#### Excerpted data:
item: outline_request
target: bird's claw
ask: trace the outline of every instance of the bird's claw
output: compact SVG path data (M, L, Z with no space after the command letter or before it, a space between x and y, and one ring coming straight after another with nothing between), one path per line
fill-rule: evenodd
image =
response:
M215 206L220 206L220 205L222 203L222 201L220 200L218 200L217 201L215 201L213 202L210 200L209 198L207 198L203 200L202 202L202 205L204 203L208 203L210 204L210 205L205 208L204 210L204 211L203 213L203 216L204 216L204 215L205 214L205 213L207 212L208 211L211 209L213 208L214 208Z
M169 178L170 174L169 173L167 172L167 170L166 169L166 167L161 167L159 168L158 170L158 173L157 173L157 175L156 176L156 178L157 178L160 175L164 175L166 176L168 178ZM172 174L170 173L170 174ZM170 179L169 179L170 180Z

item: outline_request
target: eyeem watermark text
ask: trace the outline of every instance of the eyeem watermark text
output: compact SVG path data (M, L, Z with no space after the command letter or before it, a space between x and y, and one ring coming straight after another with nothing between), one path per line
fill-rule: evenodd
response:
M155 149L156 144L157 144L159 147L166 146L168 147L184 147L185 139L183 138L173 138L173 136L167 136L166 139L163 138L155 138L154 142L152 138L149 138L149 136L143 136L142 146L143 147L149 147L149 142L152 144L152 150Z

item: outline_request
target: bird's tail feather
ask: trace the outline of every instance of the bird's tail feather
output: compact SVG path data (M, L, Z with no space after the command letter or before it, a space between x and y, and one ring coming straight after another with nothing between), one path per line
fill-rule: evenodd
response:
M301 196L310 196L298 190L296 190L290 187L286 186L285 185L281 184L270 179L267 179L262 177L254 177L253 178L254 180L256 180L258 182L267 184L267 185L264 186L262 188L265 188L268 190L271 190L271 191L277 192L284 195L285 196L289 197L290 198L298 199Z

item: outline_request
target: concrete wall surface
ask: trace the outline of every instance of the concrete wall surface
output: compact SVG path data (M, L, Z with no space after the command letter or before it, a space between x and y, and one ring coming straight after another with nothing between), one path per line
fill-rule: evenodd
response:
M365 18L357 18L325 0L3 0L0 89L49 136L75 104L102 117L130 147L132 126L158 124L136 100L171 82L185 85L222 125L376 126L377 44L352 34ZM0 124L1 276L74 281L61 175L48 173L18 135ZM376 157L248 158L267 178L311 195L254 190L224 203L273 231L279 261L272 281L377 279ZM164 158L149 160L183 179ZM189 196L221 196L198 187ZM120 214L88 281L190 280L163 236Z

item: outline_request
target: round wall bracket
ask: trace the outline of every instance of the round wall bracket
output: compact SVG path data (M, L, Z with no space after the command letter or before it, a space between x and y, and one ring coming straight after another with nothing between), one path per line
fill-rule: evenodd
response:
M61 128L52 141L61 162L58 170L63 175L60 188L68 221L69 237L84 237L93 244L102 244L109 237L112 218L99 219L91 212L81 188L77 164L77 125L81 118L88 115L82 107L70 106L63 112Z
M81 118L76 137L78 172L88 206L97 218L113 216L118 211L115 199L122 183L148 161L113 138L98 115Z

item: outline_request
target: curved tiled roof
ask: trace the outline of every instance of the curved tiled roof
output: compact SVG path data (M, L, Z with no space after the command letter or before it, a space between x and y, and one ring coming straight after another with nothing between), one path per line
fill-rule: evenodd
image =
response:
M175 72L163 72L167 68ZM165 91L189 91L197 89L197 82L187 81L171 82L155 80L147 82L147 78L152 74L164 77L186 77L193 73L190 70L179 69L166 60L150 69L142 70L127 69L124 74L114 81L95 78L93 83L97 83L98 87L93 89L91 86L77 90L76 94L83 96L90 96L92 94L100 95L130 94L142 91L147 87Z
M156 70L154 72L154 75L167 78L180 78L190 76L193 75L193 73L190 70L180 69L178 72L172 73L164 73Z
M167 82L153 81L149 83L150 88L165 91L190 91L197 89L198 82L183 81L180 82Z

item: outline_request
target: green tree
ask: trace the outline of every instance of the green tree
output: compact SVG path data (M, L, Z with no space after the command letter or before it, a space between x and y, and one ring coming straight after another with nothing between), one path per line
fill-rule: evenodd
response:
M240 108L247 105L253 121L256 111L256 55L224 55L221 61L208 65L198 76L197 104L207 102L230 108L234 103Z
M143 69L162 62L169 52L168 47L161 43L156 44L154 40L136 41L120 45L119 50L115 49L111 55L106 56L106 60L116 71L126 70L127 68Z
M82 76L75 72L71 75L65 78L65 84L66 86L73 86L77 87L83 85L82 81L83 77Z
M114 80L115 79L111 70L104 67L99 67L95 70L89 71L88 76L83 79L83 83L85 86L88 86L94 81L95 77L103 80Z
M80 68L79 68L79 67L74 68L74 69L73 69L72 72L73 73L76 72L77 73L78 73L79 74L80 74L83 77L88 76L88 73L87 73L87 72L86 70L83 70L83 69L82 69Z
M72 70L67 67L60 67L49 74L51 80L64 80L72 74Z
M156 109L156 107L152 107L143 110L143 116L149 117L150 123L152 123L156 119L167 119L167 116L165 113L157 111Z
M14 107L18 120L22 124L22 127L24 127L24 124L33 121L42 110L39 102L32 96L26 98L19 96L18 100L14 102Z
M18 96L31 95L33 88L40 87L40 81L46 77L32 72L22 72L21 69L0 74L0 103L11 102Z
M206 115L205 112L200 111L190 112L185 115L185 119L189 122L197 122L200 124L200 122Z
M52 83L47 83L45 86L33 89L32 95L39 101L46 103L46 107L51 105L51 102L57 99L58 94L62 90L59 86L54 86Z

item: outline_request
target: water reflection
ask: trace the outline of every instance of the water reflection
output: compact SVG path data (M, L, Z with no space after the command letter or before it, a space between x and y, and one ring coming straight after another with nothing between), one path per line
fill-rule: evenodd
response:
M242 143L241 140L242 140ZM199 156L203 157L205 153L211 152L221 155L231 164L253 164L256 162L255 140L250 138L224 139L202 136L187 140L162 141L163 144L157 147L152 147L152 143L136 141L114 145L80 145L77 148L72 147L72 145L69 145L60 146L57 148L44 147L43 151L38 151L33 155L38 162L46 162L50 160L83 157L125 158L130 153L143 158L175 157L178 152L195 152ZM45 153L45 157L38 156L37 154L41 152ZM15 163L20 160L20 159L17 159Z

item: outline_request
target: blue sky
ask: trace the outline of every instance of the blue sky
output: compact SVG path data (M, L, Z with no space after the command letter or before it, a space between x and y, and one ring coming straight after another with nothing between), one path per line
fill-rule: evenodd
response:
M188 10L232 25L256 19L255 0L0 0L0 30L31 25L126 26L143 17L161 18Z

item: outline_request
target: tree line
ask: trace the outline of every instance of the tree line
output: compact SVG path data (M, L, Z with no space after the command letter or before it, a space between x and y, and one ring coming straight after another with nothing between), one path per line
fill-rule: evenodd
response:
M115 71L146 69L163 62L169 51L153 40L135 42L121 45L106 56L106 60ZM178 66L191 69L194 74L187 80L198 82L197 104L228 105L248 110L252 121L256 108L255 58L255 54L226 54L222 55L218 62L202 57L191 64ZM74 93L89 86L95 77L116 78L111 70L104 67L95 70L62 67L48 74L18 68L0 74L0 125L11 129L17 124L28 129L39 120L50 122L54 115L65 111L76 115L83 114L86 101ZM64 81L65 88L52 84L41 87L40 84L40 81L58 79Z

#### Description of the task:
Give the material above again, word for word.

#### Problem solution:
item: outline_request
target: bird's claw
ask: trace the outline of every instance of the bird's claw
output: compact SVG path data (M, L, Z with no space after the command letter or before it, a space between x and y, and one ring coming straight after another with nothing between), one path per line
fill-rule: evenodd
image =
response:
M215 206L220 206L220 205L222 203L222 201L220 200L218 200L217 201L215 201L213 202L210 200L209 198L207 198L203 200L202 202L202 205L204 203L208 203L210 204L210 205L205 208L204 210L204 211L203 213L203 216L204 216L204 215L205 214L205 213L207 212L208 211L211 209L213 208L214 208Z
M169 178L170 174L169 173L167 172L167 170L166 169L166 167L161 167L159 168L158 170L158 173L157 173L157 175L156 176L156 178L157 178L160 175L164 175L166 176L168 178ZM172 174L170 173L170 174ZM170 179L169 179L170 180Z

item: outline_request
target: eyeem watermark text
ask: trace the outline of every instance of the eyeem watermark text
output: compact SVG path data (M, L, Z with no space after the command letter or before it, a space between x and y, and one ring coming straight after another with nothing between), one path per line
fill-rule: evenodd
response:
M155 149L156 144L157 144L159 147L166 146L168 147L184 147L185 139L183 138L173 138L173 136L167 136L166 139L163 138L155 138L154 142L152 138L149 138L149 136L143 136L142 146L143 147L149 147L149 142L152 144L152 150Z

item: outline_request
target: bird's tail feather
ask: trace the outline of every instance of the bird's tail feather
output: compact SVG path data (M, L, Z with no space after the command letter or before it, a space between x and y, and one ring coming straight after another with nothing between), one path per line
fill-rule: evenodd
response:
M301 196L310 196L298 190L296 190L290 187L286 186L285 185L281 184L270 179L267 179L262 177L254 177L253 178L254 180L256 180L258 182L267 184L267 185L264 186L262 188L265 188L268 190L271 190L271 191L277 192L284 195L285 196L289 197L290 198L298 199Z

item: outline_request
target: concrete wall surface
ask: trace the outline of every instance of the concrete wall surface
output: compact SVG path data (M, L, Z with no space after the command letter or before it, a space between x and y, and one ring coming straight after another with nothing between), one path per line
fill-rule: evenodd
response:
M365 18L357 18L325 0L3 0L0 89L49 136L75 104L102 117L130 147L132 126L158 124L136 100L171 82L185 85L222 125L376 126L377 44L352 34ZM0 124L1 276L74 281L61 175L48 173L18 135ZM376 157L248 158L267 178L311 195L254 190L224 203L273 231L279 261L272 281L377 279ZM164 158L149 160L183 179ZM189 196L221 196L198 187ZM120 214L88 281L190 280L163 236Z

item: outline_request
target: round wall bracket
ask: trace the outline of every instance of the round wall bracket
output: compact SVG path data (M, L, Z with no space after the command letter or before it, a space between x and y, and one ring coming straight after another with nothing between), one path per line
fill-rule: evenodd
response:
M61 128L52 141L61 162L58 170L63 175L60 188L68 221L69 237L84 237L93 244L102 244L109 237L112 218L99 219L91 212L81 188L77 164L77 125L81 118L88 115L82 107L70 106L63 112Z
M81 118L76 137L78 172L88 206L97 218L113 216L118 211L115 199L122 183L148 161L113 138L98 115Z

item: outline_request
target: curved tiled roof
ask: trace the outline of every instance of the curved tiled roof
output: compact SVG path data (M, L, Z with no space after the command letter or before it, a space between x and y, and one ring coming straight after another with nothing between), one path per line
fill-rule: evenodd
image =
response:
M175 72L163 72L167 68ZM165 91L189 91L197 89L197 82L187 81L171 82L155 80L147 82L147 78L152 74L164 77L186 77L193 73L190 70L179 69L166 60L150 69L142 70L127 69L124 74L114 81L95 78L93 83L97 83L98 87L93 89L91 86L77 90L76 94L83 96L90 96L92 94L100 95L130 94L142 91L147 87Z
M156 70L154 72L154 75L167 78L180 78L190 76L193 75L193 73L190 70L180 69L178 72L172 73L164 73Z
M167 82L153 81L149 83L150 88L165 91L190 91L197 89L198 82L183 81L180 82Z

item: outline_request
target: green tree
ask: trace the outline of every instance of the green tree
output: compact SVG path data (M, L, Z with no space after the command letter or before it, a space between x and y, and one ring coming straight after another with nothing between), one path per line
fill-rule: evenodd
response:
M240 108L247 105L253 121L256 111L256 55L224 55L221 61L208 65L198 76L197 104L207 102L230 108L234 103Z
M143 69L162 62L169 52L168 47L161 43L156 44L154 40L136 41L120 45L119 50L115 49L111 55L106 56L106 60L116 71L126 70L127 68Z
M82 76L75 72L71 75L65 78L65 84L66 86L73 86L77 87L83 85L82 81L83 77Z
M114 80L115 79L111 70L104 67L99 67L95 70L89 71L88 76L83 79L83 83L85 86L88 86L94 81L95 77L103 80Z
M80 68L79 68L79 67L74 68L74 69L73 69L72 72L73 73L76 72L77 73L78 73L79 74L80 74L83 77L88 76L88 73L87 73L87 72L86 70L83 70L83 69L82 69Z
M72 70L67 67L60 67L49 74L51 80L64 80L72 74Z
M156 109L156 107L152 107L143 110L143 116L149 117L150 123L152 123L156 119L167 119L167 116L165 113L157 111Z
M14 107L18 120L22 124L22 127L24 127L24 124L33 121L42 110L39 102L32 96L26 98L19 96L18 100L14 102Z
M18 96L31 95L33 88L40 87L40 81L46 77L32 72L22 72L21 69L0 74L0 103L11 102Z
M206 115L205 112L200 111L190 112L185 115L185 119L189 122L197 122L200 124L200 122Z
M52 83L47 83L45 86L33 89L32 95L39 101L46 103L46 107L51 105L51 102L57 99L58 94L62 90L59 86L54 86Z

item: outline_request
target: water reflection
ask: trace the outline of every instance of the water reflection
output: compact SVG path data (M, L, Z with no space after the command letter or before it, a space between x and y, and one ring coming straight after another with nothing between), one path per line
fill-rule: evenodd
response:
M242 143L241 140L242 140ZM199 156L203 157L205 153L211 152L221 155L231 164L253 164L256 162L255 140L250 138L224 139L202 136L187 140L162 141L163 144L157 147L152 147L152 143L136 141L114 145L80 145L77 148L72 147L72 145L69 145L60 146L57 148L44 147L43 151L38 151L33 155L38 162L46 162L50 160L83 157L125 158L130 153L143 158L175 157L178 152L195 152ZM45 153L45 157L38 156L37 154L41 152ZM15 163L20 160L20 159L17 159Z

item: outline_request
target: blue sky
ask: trace the outline of every instance of the blue sky
output: compact SVG path data (M, L, Z with no space after the command letter or before it, a space between x and y, and one ring coming straight after another with nothing between), one path per line
fill-rule: evenodd
response:
M188 10L232 25L256 19L255 0L0 0L0 30L31 25L126 26L143 17L161 18Z

item: outline_request
target: tree line
ask: trace the outline of every instance of the tree line
output: compact SVG path data (M, L, Z with no space after the command letter or before it, a space between x and y, and one ring coming straight after another with nothing between), one path per line
fill-rule: evenodd
response:
M115 71L146 69L163 62L169 51L153 40L135 42L121 45L106 56L106 60ZM178 66L191 69L194 74L187 80L198 82L197 104L228 105L248 110L252 121L256 108L255 58L255 54L226 54L222 55L218 62L202 57L191 64ZM74 93L89 86L95 77L116 78L111 70L104 67L95 70L62 67L48 74L18 68L0 74L0 125L11 129L17 124L28 129L39 120L50 122L54 115L65 111L76 115L83 114L86 101ZM64 81L65 88L52 84L41 87L40 84L40 81L58 79Z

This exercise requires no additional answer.